[Dataset entries]
+ + + +

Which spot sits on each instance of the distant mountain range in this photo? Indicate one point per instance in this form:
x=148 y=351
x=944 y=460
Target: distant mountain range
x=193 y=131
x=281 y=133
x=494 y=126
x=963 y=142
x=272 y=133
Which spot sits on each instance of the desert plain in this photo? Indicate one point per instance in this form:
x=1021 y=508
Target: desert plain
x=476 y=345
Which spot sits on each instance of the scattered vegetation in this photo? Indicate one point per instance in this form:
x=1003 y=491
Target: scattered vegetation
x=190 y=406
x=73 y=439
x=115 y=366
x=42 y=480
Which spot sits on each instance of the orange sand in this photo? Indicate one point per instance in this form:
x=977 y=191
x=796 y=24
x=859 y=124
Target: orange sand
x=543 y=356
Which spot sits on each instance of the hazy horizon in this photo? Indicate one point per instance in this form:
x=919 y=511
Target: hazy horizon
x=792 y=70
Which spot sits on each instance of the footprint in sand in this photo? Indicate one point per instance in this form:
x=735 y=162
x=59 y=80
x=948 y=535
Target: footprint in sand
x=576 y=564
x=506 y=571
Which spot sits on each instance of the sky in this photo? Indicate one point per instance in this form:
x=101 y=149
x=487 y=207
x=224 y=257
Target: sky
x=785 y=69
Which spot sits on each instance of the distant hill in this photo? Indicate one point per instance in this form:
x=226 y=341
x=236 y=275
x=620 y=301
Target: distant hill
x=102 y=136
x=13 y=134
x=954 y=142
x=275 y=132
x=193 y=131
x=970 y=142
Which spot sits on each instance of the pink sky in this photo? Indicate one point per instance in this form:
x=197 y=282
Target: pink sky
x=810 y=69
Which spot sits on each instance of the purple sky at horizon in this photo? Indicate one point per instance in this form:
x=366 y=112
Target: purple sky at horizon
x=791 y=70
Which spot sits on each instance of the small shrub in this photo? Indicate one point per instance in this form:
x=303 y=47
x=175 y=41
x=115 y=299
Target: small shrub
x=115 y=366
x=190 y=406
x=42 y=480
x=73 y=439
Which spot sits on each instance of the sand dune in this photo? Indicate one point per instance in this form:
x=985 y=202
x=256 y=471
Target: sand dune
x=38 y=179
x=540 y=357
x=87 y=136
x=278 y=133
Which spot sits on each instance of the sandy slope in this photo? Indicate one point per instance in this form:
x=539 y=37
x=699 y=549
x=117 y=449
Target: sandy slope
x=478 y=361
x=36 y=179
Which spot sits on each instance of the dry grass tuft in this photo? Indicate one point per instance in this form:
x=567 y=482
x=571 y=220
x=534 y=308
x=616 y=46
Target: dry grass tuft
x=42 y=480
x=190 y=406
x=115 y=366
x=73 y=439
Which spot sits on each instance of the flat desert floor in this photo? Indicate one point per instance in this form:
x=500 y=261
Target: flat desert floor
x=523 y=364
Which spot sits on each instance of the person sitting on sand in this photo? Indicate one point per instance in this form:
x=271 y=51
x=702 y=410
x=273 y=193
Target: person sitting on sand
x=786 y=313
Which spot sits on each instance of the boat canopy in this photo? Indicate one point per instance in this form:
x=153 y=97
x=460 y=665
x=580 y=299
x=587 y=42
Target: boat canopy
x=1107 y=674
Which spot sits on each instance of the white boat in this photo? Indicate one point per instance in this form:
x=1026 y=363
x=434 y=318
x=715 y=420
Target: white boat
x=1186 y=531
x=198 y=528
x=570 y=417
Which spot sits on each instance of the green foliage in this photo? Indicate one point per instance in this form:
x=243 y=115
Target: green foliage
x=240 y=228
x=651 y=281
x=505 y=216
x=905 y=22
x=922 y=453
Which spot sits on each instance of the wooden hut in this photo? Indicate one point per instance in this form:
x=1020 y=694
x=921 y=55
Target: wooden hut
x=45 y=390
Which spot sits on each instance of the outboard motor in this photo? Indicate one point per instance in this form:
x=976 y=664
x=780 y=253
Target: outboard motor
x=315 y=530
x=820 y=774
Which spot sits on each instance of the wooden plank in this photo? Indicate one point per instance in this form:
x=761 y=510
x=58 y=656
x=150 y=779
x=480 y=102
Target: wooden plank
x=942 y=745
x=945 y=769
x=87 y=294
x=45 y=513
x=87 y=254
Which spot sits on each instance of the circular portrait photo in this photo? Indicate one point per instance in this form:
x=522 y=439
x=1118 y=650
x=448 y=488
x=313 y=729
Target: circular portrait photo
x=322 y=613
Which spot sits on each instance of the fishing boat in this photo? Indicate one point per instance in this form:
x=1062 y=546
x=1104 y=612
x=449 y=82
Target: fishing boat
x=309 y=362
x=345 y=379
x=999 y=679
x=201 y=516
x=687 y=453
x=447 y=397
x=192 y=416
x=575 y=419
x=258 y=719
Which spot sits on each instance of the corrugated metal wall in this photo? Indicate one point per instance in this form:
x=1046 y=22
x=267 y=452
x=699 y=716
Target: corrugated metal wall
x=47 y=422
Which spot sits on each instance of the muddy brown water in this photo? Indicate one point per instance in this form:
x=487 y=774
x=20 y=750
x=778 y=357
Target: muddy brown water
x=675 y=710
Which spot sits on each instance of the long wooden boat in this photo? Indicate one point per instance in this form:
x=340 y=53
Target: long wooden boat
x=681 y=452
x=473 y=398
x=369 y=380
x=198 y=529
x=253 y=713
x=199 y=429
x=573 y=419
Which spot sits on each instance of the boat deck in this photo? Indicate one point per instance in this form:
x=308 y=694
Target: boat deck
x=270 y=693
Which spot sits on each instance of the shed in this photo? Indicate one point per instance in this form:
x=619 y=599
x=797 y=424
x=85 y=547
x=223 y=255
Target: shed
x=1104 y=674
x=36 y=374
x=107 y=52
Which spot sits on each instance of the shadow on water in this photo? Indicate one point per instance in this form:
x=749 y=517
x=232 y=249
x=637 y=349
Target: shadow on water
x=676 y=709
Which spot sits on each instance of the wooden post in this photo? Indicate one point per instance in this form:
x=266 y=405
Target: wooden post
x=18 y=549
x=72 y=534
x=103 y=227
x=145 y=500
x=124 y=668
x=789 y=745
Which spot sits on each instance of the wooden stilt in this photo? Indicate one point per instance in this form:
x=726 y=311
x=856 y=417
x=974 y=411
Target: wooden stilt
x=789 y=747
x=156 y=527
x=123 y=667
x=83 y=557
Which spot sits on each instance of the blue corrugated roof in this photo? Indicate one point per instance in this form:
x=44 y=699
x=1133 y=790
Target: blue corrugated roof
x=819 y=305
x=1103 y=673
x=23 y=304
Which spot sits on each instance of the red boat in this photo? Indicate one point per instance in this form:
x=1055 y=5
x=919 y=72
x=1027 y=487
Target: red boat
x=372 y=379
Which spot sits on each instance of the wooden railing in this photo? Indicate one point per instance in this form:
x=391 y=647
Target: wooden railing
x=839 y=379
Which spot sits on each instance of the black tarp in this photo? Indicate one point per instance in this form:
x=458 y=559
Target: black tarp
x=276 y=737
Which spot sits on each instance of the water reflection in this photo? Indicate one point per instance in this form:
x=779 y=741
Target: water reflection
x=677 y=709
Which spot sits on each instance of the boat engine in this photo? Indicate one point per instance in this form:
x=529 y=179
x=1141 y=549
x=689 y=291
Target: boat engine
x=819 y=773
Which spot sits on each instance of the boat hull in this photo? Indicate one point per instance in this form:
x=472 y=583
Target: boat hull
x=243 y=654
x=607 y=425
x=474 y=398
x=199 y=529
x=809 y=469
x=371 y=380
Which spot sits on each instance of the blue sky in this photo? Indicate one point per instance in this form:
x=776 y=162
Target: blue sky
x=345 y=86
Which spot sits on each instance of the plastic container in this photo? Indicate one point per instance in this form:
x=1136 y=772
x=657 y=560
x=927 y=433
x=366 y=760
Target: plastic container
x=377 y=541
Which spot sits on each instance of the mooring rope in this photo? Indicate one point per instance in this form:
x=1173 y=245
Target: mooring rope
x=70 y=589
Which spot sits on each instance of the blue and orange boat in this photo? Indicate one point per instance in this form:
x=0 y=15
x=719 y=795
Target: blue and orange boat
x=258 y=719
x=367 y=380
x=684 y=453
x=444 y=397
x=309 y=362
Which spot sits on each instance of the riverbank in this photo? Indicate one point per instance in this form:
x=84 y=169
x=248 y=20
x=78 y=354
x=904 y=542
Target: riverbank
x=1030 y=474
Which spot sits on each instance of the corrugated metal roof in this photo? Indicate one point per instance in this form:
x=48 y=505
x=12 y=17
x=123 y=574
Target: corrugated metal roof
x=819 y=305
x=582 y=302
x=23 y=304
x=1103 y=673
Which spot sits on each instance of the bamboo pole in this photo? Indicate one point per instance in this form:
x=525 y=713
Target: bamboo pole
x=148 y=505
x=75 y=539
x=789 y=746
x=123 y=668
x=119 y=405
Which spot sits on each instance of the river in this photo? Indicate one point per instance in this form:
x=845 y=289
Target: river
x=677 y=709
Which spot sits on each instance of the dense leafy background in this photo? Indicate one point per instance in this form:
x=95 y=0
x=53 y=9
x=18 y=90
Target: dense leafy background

+ + + +

On how many lines of the records above does the word "background" appear? Answer with only that number.

2